» **Given records**:
......

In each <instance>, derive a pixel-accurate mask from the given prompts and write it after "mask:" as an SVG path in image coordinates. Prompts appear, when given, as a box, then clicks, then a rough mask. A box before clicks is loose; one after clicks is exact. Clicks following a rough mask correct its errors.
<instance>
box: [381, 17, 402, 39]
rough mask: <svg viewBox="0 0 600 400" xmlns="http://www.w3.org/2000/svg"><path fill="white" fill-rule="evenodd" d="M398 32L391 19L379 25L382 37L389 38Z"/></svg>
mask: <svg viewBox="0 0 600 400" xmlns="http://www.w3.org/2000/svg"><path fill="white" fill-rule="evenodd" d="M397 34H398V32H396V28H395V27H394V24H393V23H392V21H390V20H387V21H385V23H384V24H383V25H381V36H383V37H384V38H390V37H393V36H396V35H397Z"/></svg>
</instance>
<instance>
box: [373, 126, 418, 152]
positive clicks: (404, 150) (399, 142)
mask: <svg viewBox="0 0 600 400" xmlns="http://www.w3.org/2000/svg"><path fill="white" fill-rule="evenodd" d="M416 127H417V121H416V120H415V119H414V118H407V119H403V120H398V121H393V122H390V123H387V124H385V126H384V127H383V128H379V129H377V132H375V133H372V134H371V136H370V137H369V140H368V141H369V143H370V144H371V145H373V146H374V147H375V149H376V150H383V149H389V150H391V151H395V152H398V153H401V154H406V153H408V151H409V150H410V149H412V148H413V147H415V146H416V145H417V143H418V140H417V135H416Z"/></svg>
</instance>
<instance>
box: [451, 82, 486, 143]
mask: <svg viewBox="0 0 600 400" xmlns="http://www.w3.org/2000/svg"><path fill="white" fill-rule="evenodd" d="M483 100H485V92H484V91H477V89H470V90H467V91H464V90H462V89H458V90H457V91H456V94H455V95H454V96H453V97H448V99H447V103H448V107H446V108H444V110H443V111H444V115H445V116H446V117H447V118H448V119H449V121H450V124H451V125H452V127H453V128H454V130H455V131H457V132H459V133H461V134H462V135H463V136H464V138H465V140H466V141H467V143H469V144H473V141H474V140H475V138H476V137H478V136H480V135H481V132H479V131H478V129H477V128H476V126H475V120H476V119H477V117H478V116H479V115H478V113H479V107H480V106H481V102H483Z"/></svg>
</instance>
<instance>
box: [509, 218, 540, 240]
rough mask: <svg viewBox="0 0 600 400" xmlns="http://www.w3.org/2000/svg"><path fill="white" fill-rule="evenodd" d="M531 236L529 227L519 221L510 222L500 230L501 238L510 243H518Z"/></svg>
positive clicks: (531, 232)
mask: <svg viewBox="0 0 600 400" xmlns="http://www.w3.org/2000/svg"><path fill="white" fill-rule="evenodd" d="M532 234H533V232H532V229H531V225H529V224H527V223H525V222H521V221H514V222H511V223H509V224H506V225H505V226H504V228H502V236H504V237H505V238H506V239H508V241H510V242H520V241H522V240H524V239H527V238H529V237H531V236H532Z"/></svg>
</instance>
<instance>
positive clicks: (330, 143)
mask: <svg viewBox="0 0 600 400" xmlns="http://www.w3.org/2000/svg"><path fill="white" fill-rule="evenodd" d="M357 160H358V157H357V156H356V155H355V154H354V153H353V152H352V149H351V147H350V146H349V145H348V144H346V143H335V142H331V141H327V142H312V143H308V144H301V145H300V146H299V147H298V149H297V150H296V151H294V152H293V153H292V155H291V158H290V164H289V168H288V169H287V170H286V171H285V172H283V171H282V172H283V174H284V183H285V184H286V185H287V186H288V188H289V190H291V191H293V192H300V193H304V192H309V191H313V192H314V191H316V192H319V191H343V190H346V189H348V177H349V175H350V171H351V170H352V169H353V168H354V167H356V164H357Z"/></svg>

......

» **Your objective**: Your reply should repeat the entries above in full, with every character intact.

» **Response to this exercise**:
In each <instance>, derive a pixel-accurate mask from the given prompts and write it after "mask:" as an SVG path in image coordinates. Prompts appear, when given, as a box, then clicks, then a rough mask. A box before clicks is loose; one after clicks is exact. Clicks following a rough mask correct its errors.
<instance>
box: [381, 17, 402, 39]
rough mask: <svg viewBox="0 0 600 400" xmlns="http://www.w3.org/2000/svg"><path fill="white" fill-rule="evenodd" d="M398 32L391 19L379 25L382 37L389 38Z"/></svg>
mask: <svg viewBox="0 0 600 400" xmlns="http://www.w3.org/2000/svg"><path fill="white" fill-rule="evenodd" d="M397 34H398V32H396V28H395V27H394V24H393V23H392V21H390V20H387V21H385V23H384V24H383V25H381V36H383V37H384V38H390V37H393V36H396V35H397Z"/></svg>
</instance>
<instance>
box: [373, 126, 418, 152]
positive clicks: (404, 150) (399, 142)
mask: <svg viewBox="0 0 600 400" xmlns="http://www.w3.org/2000/svg"><path fill="white" fill-rule="evenodd" d="M416 127H417V121H416V120H415V119H414V118H407V119H403V120H398V121H393V122H390V123H387V124H385V126H384V127H383V128H379V129H377V132H375V133H372V134H371V136H370V137H369V140H368V141H369V143H370V144H371V145H373V146H374V147H375V149H376V150H383V149H389V150H391V151H395V152H398V153H401V154H406V153H408V151H409V150H410V149H412V148H413V147H415V146H416V145H417V143H418V140H417V135H416Z"/></svg>
</instance>
<instance>
box: [451, 82, 486, 143]
mask: <svg viewBox="0 0 600 400" xmlns="http://www.w3.org/2000/svg"><path fill="white" fill-rule="evenodd" d="M483 100H485V92H484V91H477V89H470V90H467V91H464V90H462V89H458V90H457V91H456V94H455V95H454V96H453V97H448V99H447V103H448V107H446V108H444V110H443V111H444V115H445V116H446V117H447V118H448V119H449V121H450V124H451V125H452V127H453V128H454V130H455V131H457V132H459V133H461V134H462V135H463V136H464V138H465V140H466V141H467V143H469V144H473V141H474V140H475V138H476V137H478V136H480V135H481V132H479V131H478V129H477V128H476V126H475V120H476V119H477V117H478V116H479V115H478V113H479V107H480V106H481V102H483Z"/></svg>
</instance>
<instance>
box: [509, 218, 540, 240]
rough mask: <svg viewBox="0 0 600 400" xmlns="http://www.w3.org/2000/svg"><path fill="white" fill-rule="evenodd" d="M531 236L529 227L519 221L510 222L500 230L501 238L510 243H518Z"/></svg>
positive clicks: (531, 232)
mask: <svg viewBox="0 0 600 400" xmlns="http://www.w3.org/2000/svg"><path fill="white" fill-rule="evenodd" d="M532 234H533V232H532V229H531V225H529V224H527V223H525V222H521V221H514V222H511V223H509V224H506V225H505V226H504V228H502V236H504V237H505V238H506V239H508V241H510V242H520V241H522V240H524V239H527V238H529V237H531V236H532Z"/></svg>
</instance>
<instance>
positive clicks: (330, 143)
mask: <svg viewBox="0 0 600 400" xmlns="http://www.w3.org/2000/svg"><path fill="white" fill-rule="evenodd" d="M357 160H358V157H357V156H356V155H355V154H354V153H353V152H352V149H351V147H350V146H349V145H348V144H346V143H335V142H331V141H327V142H312V143H308V144H301V145H300V146H299V147H298V149H297V150H296V151H294V152H293V153H292V155H291V158H290V164H289V168H288V169H287V170H286V171H285V172H283V171H282V172H283V174H284V183H285V184H286V185H287V186H288V188H289V190H291V191H293V192H300V193H304V192H309V191H313V192H314V191H316V192H319V191H343V190H346V189H348V177H349V175H350V171H351V170H352V169H353V168H354V167H356V164H357Z"/></svg>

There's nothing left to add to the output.